▶ [What you are asked to do]: Whenever a line in the data contains "puffer", show that line.

▶ [Data for this exercise]:
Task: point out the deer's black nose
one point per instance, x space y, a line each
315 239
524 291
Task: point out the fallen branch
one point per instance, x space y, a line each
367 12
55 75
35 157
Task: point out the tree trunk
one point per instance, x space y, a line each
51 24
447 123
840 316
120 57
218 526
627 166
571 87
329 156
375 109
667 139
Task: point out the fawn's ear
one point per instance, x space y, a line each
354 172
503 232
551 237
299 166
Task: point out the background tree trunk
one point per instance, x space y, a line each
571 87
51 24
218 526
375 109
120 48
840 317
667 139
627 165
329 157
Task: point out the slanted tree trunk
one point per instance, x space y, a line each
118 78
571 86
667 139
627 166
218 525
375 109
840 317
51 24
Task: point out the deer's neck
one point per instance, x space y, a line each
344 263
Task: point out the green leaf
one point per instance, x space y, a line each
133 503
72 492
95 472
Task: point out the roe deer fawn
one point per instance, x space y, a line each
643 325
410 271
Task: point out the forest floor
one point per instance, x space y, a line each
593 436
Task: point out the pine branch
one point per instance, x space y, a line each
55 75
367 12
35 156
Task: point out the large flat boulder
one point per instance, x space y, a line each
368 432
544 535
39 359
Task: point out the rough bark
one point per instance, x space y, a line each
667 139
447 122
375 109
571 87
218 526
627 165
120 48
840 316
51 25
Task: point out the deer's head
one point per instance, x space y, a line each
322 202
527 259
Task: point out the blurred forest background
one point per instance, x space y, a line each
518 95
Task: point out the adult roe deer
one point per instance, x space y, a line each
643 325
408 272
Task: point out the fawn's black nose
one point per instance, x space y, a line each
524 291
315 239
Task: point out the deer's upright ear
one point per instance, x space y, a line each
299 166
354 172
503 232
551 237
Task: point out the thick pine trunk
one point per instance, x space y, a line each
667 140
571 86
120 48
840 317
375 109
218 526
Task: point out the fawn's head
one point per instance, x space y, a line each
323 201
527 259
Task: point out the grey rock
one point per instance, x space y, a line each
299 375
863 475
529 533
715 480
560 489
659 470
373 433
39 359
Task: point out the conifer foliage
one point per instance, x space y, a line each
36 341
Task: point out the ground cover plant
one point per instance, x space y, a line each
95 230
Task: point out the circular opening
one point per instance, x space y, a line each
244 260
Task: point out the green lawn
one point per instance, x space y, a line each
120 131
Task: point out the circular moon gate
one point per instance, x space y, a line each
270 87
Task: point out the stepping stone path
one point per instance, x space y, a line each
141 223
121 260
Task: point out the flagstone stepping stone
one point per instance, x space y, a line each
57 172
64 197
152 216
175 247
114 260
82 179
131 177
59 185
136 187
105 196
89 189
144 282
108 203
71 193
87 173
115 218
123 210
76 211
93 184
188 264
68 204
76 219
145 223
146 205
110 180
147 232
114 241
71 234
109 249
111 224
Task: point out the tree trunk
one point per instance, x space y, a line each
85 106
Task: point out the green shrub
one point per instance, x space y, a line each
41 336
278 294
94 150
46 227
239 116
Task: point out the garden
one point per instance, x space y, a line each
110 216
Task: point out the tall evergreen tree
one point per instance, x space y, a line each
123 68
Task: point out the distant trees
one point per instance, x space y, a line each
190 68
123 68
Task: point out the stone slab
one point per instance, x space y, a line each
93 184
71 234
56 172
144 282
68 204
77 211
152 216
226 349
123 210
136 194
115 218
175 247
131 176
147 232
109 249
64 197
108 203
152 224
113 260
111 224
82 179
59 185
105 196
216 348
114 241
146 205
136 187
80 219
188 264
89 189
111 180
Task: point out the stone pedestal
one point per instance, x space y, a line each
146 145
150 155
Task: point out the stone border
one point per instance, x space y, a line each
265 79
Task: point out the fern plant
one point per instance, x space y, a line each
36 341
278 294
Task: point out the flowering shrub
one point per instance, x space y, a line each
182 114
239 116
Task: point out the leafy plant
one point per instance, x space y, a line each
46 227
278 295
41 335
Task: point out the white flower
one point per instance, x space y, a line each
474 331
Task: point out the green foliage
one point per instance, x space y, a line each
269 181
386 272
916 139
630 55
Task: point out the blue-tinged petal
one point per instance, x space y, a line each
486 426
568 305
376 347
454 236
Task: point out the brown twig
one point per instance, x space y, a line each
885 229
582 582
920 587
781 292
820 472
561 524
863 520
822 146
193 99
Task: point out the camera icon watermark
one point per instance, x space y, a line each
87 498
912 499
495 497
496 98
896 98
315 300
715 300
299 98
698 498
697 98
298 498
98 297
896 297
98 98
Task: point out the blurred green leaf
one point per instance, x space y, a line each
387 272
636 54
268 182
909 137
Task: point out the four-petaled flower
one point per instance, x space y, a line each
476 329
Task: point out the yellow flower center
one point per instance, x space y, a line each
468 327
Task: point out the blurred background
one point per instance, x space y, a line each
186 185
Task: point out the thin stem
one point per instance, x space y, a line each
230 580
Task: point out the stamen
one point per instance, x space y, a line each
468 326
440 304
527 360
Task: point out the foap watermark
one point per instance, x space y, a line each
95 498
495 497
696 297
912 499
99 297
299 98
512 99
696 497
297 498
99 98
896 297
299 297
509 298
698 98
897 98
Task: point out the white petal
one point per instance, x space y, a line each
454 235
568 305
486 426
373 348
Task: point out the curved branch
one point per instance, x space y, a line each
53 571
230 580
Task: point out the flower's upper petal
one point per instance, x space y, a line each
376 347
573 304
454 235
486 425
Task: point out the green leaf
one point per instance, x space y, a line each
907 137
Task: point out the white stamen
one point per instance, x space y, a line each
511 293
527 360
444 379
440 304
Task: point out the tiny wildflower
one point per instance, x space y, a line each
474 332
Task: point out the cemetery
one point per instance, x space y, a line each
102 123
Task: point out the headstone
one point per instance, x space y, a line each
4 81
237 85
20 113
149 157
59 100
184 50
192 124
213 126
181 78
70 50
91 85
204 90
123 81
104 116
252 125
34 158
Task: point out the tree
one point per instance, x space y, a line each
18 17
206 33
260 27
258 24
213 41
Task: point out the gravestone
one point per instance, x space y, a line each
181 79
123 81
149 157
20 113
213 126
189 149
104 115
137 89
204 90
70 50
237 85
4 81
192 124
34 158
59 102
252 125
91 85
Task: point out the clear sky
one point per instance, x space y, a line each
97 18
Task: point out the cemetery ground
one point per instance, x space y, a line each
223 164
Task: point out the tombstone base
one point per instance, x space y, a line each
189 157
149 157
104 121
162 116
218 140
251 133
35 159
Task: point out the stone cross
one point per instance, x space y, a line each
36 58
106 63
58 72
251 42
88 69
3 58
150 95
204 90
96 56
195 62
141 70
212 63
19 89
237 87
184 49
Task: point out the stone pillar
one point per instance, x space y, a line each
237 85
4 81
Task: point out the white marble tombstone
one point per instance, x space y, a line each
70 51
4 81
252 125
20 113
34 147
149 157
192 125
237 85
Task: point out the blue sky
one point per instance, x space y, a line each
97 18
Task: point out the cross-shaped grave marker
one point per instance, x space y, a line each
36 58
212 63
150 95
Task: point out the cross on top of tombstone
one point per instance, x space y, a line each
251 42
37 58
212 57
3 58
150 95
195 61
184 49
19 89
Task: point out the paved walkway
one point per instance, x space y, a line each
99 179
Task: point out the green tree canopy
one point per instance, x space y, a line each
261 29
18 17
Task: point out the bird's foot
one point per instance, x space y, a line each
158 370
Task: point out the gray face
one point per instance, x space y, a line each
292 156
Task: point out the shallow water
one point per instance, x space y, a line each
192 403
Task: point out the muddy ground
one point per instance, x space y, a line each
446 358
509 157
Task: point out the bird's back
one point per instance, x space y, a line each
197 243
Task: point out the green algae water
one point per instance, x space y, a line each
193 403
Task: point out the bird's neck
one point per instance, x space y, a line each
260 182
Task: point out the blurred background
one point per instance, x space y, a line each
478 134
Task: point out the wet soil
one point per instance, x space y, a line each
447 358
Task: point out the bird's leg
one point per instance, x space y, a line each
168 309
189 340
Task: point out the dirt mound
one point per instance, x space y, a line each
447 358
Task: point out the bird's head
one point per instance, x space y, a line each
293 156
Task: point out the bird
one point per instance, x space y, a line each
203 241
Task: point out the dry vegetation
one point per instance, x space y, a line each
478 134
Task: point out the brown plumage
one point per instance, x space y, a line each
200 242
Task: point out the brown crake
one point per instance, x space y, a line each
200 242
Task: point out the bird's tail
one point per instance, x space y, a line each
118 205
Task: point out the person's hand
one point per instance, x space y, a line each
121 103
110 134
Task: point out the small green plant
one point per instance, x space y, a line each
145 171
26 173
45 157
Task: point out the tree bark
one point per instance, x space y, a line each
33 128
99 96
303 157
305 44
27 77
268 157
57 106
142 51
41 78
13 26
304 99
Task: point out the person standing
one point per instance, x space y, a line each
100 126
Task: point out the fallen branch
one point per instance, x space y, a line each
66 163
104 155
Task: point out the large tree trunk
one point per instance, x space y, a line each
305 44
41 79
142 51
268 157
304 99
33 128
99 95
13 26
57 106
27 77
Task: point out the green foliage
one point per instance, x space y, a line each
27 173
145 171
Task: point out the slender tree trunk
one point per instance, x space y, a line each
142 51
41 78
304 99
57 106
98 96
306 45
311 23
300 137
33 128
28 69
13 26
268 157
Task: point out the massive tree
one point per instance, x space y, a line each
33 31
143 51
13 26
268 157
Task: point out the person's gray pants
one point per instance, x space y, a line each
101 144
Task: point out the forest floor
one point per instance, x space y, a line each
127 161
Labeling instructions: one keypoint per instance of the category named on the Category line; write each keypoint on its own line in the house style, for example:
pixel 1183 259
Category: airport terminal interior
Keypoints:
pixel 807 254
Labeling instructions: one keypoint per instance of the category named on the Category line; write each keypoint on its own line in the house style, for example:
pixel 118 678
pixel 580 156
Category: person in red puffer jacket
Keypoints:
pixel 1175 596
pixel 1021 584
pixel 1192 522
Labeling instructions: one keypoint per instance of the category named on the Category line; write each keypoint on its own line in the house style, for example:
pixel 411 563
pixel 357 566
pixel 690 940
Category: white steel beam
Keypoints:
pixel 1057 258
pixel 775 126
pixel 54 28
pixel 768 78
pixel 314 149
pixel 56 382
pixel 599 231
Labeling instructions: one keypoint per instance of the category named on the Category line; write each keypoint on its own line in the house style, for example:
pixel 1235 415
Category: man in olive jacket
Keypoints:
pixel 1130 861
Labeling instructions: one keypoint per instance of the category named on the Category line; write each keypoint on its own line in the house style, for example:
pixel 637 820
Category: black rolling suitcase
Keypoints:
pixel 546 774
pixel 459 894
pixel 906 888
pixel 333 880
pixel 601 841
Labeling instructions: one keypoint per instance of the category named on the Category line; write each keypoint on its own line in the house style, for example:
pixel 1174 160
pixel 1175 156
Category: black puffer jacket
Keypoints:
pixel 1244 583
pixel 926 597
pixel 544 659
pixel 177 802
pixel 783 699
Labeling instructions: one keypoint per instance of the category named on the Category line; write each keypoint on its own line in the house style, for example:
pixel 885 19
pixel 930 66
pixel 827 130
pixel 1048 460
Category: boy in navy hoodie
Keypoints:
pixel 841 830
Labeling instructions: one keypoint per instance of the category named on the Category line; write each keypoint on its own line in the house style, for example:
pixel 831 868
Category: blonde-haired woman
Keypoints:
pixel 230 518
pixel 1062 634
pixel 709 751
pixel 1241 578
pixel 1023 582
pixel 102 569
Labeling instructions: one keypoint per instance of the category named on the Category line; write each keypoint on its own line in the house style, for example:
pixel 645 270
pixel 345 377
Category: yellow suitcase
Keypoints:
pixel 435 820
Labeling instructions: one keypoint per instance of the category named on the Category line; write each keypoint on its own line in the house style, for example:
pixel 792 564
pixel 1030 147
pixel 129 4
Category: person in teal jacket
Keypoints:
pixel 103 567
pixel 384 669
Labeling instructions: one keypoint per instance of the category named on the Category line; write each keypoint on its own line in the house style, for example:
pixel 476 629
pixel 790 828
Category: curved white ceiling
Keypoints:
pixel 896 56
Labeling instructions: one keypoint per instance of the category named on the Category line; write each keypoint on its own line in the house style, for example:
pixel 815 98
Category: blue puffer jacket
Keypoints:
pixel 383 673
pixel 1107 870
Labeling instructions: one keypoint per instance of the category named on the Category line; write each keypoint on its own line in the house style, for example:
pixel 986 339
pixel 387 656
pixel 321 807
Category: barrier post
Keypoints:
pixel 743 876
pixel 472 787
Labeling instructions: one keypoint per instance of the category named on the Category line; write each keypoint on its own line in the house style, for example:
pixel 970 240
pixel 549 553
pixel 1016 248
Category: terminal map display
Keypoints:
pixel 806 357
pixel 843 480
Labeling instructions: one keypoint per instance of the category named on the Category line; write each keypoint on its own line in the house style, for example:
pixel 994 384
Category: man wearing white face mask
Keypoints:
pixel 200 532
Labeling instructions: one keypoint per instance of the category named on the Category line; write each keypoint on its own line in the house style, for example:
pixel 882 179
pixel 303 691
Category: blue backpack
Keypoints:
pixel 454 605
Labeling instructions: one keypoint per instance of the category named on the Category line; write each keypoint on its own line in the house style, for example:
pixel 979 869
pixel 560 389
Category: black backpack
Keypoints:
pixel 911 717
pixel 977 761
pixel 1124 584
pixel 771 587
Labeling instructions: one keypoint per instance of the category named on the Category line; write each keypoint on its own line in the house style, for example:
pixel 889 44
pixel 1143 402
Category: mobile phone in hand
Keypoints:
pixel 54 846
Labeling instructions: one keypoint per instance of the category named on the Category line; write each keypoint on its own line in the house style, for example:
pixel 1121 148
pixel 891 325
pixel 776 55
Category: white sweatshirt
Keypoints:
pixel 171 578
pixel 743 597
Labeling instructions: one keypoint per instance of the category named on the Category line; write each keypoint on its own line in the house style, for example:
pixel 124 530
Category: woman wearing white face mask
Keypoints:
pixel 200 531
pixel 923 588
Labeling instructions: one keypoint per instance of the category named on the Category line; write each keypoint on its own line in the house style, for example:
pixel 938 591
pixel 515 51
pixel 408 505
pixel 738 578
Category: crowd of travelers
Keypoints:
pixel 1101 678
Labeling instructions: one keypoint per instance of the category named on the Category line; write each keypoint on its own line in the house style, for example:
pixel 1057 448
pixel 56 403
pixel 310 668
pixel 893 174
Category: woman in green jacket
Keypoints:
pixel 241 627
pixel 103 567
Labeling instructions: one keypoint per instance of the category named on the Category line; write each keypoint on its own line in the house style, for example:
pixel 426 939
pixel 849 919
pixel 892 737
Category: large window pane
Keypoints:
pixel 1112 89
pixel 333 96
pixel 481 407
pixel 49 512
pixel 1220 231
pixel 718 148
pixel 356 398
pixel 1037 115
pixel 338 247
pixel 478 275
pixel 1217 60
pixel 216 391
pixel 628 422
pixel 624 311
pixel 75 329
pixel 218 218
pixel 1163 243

▶ [Answer to the exercise]:
Category: person in red puffer jacket
Category: black puffer jacket
Category: blue puffer jacket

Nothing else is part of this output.